*Exercise description*.
From the listing below, retype exactly the line holding "Locate every instance of the rust", the line holding "Locate every instance of the nameplate", and the lines between them; skip everything else.

────────────────────────────────────────

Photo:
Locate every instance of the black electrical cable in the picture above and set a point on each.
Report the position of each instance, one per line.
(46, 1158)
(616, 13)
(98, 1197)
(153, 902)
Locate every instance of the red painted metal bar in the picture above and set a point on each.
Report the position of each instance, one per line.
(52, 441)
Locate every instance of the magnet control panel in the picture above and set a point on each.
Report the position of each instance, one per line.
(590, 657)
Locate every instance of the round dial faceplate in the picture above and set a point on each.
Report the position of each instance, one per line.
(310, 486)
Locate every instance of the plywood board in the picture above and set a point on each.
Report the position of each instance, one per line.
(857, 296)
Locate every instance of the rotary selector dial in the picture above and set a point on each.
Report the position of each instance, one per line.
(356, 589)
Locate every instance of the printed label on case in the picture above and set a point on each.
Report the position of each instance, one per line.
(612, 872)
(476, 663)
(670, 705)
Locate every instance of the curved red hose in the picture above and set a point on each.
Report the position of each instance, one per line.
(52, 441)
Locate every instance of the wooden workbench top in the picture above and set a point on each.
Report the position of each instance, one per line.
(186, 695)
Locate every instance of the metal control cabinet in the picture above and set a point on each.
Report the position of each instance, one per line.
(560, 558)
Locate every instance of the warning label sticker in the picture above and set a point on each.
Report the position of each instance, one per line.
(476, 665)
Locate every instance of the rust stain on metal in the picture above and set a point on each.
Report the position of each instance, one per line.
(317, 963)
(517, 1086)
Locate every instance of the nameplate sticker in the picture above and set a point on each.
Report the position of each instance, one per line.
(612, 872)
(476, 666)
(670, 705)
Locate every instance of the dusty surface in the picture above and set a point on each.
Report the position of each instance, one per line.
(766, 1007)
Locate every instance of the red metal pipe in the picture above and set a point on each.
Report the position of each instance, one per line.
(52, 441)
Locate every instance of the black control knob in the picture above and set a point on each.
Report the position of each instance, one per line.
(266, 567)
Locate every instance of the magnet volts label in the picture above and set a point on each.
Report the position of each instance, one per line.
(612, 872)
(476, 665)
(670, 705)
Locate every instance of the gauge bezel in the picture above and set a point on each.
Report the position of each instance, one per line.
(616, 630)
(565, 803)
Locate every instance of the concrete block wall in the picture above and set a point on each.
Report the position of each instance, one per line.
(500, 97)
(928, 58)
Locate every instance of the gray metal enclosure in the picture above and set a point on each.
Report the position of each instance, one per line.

────────────────────────────────────────

*Solution for this task*.
Locate every instance of the rust stain on metal in the picture above and set a point on each.
Report the position of each instance, one per line.
(317, 963)
(517, 1086)
Locate every instance of the nameplate sticker in the picture above and set a point on each.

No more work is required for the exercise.